-- BEGIN Supplied material --

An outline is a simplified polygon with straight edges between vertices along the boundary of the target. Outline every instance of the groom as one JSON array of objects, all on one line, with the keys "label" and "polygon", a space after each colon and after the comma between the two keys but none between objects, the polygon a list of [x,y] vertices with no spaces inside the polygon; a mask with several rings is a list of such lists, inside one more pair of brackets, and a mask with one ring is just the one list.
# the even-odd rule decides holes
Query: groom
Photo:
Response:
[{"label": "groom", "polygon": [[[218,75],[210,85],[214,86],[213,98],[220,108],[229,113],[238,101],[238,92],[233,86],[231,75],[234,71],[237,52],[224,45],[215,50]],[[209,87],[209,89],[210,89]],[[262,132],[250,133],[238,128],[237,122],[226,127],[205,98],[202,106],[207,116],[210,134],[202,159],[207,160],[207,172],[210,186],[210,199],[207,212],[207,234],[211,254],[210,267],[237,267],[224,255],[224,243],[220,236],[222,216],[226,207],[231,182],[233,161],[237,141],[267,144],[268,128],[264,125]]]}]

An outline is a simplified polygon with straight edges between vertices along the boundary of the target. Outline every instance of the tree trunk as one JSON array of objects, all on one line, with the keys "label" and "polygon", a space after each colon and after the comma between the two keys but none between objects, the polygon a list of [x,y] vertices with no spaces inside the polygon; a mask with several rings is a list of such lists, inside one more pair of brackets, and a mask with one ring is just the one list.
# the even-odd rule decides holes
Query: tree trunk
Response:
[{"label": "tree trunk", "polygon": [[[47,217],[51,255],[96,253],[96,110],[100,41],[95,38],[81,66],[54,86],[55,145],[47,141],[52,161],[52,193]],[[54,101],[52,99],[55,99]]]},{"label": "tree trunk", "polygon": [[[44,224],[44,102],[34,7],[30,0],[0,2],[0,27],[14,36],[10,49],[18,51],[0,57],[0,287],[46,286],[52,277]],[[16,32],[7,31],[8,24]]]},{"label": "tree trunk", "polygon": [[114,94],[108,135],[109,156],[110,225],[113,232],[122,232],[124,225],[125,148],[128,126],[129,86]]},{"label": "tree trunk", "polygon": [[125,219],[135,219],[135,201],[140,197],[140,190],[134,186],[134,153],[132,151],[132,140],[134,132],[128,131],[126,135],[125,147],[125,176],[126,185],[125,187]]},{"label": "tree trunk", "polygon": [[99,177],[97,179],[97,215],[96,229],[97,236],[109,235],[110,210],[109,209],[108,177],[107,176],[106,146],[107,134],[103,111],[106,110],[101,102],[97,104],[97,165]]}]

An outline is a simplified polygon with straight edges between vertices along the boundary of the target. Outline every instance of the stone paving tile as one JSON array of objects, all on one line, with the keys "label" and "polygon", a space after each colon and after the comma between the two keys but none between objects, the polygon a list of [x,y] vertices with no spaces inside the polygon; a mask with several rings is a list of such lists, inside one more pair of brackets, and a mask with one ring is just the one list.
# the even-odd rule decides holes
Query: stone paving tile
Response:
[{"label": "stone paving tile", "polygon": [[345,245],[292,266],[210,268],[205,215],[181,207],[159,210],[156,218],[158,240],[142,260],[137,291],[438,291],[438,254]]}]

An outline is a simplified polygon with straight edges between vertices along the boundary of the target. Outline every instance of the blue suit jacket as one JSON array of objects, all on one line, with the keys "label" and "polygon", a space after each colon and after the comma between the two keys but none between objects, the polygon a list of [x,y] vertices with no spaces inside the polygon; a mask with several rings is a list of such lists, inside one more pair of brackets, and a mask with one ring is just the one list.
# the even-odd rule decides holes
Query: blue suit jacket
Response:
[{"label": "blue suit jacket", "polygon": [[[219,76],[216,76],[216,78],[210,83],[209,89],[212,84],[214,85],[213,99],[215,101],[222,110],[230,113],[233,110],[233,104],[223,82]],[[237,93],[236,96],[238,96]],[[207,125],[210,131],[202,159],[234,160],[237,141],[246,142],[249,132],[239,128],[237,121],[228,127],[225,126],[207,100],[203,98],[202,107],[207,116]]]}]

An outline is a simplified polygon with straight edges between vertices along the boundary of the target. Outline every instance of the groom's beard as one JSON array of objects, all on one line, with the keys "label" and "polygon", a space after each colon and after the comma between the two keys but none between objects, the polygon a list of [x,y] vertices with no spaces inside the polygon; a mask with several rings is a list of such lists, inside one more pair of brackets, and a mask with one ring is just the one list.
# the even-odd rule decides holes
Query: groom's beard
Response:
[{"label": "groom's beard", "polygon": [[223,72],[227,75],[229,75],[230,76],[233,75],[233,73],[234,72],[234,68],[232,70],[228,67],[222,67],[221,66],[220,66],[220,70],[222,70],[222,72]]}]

-- END Supplied material --

Please return every line of the material above that contains the word "tile", copying each line in full.

An outline is a simplified polygon with straight edges between vertices along the boundary of the target. Outline every instance of the stone paving tile as one JSON array of objects, all on one line, with the keys "label" and "polygon", a space after each colon and after the comma between the two keys but none between objects, the polygon a list of [x,y] vertices with no spaces inside the polygon; a mask with several rings is a list of such lists, inside one more pair of brackets, and a mask with one ring is just the one list.
Query: stone paving tile
[{"label": "stone paving tile", "polygon": [[345,245],[292,266],[210,268],[205,215],[181,207],[159,210],[156,218],[158,240],[142,260],[137,291],[438,291],[438,254]]}]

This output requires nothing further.